- **Dataset entries**:
━━━━━━━━━━━━━━━━

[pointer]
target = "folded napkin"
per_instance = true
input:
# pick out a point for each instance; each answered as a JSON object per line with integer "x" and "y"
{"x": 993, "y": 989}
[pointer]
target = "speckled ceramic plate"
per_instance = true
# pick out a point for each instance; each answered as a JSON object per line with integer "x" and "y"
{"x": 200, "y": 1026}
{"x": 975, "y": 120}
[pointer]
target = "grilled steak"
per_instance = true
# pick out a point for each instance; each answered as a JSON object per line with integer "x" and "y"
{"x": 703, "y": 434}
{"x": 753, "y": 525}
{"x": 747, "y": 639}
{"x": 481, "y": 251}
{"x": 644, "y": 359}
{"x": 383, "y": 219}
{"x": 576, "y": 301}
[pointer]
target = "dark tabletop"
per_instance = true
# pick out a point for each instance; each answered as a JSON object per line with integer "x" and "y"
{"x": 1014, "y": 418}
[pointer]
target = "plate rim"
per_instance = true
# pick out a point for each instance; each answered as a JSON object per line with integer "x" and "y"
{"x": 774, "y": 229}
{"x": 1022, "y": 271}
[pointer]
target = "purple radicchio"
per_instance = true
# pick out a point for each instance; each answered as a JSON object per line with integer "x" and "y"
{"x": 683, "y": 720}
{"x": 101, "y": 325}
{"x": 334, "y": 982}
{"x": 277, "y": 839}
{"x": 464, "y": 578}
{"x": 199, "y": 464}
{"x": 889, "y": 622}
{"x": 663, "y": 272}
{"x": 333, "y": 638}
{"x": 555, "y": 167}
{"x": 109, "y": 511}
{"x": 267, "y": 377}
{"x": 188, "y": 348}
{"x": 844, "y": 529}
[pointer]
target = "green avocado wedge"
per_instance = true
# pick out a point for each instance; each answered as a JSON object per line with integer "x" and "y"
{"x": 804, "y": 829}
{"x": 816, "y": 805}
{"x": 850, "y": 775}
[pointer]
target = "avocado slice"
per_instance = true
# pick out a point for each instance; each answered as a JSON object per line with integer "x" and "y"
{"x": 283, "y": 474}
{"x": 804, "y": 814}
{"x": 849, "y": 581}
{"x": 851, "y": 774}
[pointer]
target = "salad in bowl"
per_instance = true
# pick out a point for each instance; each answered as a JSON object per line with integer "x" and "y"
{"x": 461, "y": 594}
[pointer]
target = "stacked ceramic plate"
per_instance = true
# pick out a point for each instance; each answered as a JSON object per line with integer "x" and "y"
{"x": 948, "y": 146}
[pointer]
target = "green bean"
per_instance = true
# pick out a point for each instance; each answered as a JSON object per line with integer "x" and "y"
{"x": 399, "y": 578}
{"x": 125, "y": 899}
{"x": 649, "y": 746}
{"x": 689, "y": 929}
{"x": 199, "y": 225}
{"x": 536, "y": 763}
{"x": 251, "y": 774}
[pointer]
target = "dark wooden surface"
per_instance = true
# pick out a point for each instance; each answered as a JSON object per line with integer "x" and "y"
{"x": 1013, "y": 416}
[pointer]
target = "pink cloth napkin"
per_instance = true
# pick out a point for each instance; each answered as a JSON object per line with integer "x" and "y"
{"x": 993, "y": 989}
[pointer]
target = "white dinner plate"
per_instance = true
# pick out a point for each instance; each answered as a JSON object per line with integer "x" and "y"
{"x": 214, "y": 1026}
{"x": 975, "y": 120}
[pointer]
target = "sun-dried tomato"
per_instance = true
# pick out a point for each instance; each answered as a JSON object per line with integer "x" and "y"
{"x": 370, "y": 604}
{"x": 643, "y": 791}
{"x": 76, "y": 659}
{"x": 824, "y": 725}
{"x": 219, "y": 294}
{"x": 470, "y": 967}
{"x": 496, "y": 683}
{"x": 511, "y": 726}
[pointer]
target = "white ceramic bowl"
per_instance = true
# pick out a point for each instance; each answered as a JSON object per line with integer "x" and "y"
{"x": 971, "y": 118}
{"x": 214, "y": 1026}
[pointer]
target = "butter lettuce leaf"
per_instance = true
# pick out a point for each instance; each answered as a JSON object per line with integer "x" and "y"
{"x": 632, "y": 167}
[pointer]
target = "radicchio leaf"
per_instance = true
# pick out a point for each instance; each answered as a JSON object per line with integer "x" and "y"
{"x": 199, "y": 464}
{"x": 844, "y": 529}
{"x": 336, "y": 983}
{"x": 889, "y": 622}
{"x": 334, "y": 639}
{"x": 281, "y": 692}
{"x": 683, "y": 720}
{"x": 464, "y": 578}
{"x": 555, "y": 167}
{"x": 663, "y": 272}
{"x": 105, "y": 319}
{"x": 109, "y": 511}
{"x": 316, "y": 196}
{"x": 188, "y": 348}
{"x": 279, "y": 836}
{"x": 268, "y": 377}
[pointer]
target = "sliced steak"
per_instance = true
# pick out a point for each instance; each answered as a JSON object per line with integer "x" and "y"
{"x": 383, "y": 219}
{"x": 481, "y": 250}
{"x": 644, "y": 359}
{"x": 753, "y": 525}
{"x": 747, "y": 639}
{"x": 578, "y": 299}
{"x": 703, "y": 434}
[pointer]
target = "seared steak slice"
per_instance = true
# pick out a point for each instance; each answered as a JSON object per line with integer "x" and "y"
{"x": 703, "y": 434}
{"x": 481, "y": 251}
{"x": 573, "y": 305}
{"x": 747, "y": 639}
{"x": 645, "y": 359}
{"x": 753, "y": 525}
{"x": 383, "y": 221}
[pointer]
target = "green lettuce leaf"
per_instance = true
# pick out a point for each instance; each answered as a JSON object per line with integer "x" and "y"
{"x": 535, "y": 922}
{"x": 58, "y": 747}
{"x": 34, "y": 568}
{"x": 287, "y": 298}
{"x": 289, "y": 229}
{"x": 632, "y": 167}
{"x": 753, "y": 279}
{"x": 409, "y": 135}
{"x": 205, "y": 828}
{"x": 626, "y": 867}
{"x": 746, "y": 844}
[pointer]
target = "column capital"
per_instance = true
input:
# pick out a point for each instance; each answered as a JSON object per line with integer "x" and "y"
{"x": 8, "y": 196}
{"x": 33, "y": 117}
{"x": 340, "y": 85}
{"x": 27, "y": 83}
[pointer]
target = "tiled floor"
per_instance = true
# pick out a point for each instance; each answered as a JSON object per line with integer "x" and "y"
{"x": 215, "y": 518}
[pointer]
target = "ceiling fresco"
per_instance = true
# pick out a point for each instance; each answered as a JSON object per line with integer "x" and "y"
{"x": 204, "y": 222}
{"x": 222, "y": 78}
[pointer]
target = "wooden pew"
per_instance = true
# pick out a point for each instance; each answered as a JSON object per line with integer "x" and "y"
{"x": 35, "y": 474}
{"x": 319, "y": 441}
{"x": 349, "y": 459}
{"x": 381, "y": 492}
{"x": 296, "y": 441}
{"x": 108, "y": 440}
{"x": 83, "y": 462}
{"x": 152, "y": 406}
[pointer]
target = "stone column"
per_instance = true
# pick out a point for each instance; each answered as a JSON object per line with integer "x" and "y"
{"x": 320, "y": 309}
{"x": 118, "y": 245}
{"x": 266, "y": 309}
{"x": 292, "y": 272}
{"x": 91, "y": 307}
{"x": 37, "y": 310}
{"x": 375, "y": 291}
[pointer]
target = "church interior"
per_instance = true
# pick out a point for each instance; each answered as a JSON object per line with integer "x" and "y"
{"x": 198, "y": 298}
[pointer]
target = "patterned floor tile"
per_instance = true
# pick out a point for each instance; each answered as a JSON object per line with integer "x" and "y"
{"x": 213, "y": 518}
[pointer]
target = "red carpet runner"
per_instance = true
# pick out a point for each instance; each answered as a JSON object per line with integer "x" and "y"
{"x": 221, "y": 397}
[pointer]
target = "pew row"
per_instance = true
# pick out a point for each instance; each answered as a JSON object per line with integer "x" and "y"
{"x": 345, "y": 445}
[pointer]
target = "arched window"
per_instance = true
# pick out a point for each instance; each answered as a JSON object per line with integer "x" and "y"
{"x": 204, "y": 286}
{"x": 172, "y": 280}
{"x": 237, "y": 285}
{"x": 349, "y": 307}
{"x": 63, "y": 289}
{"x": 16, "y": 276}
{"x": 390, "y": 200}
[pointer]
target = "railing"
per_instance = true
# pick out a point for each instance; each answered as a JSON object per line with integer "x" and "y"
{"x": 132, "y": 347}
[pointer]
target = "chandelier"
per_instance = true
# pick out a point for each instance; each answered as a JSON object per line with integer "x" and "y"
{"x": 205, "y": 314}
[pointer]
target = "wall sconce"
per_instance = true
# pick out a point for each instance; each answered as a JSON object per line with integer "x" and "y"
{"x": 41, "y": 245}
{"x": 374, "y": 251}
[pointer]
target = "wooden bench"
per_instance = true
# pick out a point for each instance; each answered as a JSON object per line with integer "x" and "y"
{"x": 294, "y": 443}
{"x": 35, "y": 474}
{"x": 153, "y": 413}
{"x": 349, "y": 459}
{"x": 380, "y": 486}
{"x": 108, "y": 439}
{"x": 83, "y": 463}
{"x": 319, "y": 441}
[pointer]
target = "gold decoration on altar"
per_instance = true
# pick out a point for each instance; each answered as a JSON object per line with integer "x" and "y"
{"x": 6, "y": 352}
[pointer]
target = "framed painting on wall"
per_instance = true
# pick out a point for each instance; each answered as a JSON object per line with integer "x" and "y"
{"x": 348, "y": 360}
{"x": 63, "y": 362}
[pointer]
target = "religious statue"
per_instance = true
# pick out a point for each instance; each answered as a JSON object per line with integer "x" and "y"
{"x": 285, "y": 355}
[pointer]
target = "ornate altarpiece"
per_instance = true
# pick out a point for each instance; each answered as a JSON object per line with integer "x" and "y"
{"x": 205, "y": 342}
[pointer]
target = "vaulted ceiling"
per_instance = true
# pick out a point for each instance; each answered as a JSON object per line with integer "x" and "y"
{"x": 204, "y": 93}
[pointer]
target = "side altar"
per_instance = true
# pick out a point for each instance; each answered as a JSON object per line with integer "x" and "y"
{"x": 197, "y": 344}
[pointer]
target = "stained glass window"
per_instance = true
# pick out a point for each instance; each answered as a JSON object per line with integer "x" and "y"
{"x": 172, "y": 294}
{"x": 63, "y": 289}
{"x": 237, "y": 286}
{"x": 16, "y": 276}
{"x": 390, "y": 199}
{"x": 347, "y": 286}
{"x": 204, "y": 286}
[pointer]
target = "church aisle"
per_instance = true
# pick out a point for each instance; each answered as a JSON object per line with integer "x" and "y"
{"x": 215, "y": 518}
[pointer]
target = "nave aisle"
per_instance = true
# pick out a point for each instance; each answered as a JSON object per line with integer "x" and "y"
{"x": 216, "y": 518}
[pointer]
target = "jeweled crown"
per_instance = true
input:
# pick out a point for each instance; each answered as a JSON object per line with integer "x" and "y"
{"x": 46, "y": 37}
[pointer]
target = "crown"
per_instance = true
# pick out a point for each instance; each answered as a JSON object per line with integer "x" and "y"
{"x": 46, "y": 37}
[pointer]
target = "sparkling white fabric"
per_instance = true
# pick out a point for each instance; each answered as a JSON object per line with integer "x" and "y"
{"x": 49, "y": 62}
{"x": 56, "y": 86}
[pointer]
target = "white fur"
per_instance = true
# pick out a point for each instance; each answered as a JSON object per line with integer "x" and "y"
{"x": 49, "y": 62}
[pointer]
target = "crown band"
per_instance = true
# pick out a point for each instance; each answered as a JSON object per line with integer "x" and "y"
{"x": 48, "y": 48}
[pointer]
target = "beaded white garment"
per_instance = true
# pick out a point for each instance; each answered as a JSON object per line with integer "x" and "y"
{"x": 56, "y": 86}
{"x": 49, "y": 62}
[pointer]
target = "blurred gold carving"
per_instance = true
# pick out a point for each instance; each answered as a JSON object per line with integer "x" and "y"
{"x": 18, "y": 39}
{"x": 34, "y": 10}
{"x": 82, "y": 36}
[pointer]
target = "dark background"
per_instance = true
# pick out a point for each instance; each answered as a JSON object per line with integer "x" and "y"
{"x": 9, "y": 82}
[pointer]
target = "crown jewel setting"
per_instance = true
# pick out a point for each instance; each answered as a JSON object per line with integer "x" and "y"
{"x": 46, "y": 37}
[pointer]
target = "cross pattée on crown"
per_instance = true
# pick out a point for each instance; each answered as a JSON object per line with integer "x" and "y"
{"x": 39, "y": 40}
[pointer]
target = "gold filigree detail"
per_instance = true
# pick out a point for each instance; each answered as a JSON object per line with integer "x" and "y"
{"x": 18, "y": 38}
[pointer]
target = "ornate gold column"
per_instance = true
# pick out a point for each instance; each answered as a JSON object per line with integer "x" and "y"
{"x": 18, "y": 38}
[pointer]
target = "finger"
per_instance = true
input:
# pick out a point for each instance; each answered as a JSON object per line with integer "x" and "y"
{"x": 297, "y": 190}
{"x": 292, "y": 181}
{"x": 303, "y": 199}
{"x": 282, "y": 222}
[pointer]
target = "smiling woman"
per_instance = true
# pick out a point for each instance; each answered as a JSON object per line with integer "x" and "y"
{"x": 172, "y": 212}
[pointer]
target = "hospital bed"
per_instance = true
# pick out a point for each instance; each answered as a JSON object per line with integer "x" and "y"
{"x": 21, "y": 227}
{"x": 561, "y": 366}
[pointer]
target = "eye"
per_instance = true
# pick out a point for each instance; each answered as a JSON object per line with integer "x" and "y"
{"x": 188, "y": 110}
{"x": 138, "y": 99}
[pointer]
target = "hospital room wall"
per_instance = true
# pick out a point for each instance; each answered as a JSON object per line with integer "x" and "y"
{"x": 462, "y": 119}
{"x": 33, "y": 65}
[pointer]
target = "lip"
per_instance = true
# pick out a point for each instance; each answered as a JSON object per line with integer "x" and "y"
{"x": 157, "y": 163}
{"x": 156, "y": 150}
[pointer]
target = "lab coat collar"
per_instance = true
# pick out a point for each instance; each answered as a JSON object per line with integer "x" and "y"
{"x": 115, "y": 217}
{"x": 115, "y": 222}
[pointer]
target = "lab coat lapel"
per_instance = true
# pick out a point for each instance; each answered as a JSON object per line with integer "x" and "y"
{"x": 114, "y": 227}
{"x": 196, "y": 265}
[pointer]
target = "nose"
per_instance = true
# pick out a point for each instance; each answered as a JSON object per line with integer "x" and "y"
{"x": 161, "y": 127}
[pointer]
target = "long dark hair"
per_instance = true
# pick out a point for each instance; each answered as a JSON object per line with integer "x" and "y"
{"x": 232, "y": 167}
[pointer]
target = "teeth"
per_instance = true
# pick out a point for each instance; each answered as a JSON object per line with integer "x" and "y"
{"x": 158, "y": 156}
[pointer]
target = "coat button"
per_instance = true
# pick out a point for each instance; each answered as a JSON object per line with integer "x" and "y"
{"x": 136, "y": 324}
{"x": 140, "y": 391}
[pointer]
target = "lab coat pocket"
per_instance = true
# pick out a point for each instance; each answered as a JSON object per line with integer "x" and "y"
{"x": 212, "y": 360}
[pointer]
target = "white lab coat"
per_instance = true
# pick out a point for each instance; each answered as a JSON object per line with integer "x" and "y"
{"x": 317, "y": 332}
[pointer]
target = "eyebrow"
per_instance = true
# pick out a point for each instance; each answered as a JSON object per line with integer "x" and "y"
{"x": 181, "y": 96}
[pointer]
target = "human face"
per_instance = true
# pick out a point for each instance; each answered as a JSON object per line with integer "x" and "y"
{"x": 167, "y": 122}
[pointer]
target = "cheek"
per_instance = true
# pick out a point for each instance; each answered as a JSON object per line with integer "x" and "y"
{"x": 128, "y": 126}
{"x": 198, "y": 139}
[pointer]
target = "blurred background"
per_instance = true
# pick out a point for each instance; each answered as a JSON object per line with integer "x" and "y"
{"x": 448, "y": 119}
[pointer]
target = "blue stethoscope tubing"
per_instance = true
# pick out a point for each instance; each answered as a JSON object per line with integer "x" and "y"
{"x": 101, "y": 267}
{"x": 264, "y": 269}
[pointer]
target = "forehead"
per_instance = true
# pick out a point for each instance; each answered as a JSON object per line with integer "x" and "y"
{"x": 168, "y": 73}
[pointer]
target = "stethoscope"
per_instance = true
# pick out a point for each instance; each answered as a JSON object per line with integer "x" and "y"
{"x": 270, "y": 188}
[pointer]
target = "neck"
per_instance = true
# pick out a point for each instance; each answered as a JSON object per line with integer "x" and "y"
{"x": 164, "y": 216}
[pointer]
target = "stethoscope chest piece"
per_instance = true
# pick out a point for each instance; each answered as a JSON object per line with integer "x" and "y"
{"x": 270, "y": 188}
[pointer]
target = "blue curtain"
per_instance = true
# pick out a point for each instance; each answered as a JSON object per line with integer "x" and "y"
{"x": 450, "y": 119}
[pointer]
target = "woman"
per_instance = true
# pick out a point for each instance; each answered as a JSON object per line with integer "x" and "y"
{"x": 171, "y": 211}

━━━━━━━━━━━━━━━━

- **Task brief**: All lines in the records that contain "green" are to be copied and returned.

- **Task response**:
target = "green avocado wedge"
target = "green bean"
target = "green lettuce leaf"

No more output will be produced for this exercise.